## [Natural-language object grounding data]

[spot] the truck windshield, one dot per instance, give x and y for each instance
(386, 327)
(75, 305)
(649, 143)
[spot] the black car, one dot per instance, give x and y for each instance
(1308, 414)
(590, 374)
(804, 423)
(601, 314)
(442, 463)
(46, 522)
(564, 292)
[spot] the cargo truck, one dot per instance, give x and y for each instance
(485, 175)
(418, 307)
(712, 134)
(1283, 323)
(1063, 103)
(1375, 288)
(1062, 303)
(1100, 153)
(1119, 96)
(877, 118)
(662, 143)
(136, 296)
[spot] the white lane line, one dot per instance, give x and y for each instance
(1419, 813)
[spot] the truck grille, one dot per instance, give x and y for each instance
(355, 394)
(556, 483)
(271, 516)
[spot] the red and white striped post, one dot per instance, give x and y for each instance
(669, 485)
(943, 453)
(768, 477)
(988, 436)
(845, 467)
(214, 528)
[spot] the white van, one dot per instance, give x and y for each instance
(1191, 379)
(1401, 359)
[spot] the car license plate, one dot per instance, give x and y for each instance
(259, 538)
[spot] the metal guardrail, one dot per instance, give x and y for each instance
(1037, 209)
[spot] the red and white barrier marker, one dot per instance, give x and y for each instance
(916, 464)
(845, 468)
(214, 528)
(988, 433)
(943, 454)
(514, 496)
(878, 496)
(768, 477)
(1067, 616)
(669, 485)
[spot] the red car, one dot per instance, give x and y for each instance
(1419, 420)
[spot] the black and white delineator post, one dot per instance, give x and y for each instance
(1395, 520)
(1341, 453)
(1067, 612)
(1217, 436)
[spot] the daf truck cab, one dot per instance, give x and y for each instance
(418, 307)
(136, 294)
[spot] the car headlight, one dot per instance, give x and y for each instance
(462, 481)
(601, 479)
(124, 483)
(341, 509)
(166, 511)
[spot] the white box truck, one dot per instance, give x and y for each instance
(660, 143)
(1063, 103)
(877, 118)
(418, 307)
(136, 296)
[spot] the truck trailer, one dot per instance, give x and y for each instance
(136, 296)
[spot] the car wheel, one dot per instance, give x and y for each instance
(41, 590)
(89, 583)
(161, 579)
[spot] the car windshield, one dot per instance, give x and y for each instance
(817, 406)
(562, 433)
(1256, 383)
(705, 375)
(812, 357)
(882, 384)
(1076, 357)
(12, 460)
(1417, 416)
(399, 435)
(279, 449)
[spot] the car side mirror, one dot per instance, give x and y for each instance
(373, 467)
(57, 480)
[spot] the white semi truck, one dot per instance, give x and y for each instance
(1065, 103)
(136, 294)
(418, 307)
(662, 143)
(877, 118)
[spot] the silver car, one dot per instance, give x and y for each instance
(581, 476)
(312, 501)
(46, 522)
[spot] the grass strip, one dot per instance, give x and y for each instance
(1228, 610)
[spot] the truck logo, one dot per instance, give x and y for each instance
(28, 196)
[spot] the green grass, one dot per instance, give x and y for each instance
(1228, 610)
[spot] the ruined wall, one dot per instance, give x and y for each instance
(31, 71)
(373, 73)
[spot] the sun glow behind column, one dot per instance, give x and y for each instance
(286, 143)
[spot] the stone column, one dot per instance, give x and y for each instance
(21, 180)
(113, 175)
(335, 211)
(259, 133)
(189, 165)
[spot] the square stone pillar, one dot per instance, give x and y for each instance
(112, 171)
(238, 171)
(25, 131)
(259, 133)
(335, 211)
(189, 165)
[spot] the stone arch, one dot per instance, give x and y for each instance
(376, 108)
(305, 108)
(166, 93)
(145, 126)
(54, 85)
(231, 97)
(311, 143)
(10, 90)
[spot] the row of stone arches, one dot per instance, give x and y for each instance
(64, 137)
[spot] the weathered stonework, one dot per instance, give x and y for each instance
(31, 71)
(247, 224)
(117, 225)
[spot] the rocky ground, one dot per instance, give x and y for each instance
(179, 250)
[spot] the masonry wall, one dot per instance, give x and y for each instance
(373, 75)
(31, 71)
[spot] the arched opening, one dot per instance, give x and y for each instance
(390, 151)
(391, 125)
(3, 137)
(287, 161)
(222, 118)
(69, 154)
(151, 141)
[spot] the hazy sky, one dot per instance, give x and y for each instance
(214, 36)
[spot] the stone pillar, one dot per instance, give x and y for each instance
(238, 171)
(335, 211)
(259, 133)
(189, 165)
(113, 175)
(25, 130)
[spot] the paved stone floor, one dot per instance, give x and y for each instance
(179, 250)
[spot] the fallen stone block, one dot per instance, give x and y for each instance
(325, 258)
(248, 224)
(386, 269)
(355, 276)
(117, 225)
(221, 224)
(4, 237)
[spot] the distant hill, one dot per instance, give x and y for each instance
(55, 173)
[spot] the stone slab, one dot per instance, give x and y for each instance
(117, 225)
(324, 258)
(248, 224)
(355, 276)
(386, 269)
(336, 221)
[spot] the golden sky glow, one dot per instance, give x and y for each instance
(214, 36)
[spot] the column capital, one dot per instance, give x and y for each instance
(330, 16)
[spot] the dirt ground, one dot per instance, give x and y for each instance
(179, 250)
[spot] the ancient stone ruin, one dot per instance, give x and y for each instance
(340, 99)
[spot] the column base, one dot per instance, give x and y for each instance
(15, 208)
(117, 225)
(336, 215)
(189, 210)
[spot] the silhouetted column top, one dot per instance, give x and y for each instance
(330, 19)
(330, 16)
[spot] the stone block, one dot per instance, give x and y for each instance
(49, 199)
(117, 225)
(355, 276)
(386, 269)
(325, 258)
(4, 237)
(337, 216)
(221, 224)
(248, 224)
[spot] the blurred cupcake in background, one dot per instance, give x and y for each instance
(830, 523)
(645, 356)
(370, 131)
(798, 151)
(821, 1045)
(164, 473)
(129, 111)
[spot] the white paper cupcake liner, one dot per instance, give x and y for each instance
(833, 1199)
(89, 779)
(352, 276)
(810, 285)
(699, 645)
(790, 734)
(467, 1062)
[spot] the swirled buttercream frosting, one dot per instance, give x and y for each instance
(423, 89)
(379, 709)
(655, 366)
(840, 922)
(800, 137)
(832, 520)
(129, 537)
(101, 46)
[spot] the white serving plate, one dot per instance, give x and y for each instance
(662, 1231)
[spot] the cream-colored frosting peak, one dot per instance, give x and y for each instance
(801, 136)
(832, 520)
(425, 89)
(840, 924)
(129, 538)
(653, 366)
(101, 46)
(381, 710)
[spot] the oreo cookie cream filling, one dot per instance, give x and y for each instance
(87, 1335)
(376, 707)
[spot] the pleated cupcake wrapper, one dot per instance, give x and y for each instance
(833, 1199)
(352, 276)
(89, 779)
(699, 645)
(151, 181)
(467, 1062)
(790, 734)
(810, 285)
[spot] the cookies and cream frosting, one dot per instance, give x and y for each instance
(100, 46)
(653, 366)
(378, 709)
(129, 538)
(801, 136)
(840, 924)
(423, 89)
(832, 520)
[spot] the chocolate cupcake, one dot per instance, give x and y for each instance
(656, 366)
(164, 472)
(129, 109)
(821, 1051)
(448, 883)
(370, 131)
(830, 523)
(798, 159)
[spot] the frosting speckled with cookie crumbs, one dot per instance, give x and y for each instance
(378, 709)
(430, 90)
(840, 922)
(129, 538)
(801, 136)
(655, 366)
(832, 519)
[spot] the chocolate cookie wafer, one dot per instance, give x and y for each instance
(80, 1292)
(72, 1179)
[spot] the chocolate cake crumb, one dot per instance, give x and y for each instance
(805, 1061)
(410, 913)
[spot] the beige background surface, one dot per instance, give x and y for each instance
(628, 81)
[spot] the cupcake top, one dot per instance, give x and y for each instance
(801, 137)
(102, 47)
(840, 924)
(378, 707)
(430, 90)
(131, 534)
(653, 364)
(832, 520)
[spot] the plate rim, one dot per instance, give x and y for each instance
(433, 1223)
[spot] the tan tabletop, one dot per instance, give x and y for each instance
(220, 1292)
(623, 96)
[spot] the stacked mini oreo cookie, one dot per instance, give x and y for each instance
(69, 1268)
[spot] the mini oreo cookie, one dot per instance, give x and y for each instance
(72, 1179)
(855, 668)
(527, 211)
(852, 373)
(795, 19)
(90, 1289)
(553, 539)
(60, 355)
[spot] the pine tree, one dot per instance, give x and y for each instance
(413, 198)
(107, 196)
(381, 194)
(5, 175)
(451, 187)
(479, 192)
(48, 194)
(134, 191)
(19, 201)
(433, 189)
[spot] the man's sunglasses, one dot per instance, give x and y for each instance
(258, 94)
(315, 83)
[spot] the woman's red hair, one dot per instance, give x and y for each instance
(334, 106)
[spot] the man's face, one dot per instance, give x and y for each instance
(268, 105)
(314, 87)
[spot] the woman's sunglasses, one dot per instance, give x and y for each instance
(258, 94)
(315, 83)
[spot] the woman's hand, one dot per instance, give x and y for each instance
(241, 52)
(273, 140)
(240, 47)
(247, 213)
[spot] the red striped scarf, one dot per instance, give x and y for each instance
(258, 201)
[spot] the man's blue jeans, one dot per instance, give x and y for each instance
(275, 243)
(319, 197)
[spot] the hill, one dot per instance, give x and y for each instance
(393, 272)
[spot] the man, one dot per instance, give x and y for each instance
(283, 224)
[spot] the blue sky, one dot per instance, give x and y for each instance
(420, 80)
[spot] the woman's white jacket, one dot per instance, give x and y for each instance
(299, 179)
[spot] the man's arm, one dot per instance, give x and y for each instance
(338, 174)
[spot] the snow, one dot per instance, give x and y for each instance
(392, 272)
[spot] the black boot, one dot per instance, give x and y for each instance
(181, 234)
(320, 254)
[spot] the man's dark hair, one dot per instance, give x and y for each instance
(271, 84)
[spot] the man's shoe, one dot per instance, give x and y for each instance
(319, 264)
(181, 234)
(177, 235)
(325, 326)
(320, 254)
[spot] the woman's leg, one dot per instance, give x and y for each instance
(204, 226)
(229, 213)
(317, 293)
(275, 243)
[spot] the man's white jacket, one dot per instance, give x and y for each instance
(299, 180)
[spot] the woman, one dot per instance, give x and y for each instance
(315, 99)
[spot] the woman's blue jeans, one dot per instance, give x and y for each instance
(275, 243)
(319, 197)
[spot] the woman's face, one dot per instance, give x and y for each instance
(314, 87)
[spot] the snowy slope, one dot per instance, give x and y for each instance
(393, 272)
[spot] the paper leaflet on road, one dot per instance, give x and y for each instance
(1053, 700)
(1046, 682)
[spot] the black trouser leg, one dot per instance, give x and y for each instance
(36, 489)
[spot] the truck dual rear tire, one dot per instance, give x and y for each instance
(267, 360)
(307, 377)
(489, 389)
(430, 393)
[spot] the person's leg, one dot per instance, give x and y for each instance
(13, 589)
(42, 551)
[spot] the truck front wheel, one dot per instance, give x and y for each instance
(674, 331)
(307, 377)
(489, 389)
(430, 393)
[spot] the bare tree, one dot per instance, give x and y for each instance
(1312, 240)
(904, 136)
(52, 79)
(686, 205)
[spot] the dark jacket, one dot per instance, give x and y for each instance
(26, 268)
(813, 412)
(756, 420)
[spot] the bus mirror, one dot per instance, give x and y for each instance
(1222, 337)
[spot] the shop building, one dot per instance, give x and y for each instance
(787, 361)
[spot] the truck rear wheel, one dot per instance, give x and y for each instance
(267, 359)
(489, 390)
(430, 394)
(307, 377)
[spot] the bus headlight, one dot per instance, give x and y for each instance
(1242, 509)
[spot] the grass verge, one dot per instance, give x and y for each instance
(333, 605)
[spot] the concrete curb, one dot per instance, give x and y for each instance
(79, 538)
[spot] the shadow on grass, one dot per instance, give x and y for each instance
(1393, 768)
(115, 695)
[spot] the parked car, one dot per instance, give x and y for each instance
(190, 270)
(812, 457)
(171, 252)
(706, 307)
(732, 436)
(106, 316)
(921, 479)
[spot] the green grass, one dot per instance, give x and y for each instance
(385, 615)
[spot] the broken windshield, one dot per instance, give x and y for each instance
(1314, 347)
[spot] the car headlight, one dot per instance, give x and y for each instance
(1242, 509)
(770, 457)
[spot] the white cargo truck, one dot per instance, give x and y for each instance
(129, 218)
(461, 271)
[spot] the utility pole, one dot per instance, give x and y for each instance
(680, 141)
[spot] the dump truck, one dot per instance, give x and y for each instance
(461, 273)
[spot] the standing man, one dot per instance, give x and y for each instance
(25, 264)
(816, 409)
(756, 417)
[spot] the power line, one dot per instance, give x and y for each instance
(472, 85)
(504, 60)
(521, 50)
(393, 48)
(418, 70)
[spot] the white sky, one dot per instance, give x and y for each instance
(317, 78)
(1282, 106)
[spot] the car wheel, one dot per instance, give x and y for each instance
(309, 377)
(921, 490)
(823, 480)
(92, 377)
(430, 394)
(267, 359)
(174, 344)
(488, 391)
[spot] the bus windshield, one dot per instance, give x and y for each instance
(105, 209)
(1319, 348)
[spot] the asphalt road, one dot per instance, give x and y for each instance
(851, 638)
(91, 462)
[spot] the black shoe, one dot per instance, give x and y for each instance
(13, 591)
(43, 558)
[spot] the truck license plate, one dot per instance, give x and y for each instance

## [ACTIVITY]
Where the records above contain a line with "[spot] the black shoe, one", repeat that line and each later line through the end, exactly, and nothing more.

## [TASK RESULT]
[spot] the black shoe, one dot per instance, give x and y for each instance
(13, 591)
(43, 558)
[spot] the truck license plate, one dot per instance, give x and y for each instance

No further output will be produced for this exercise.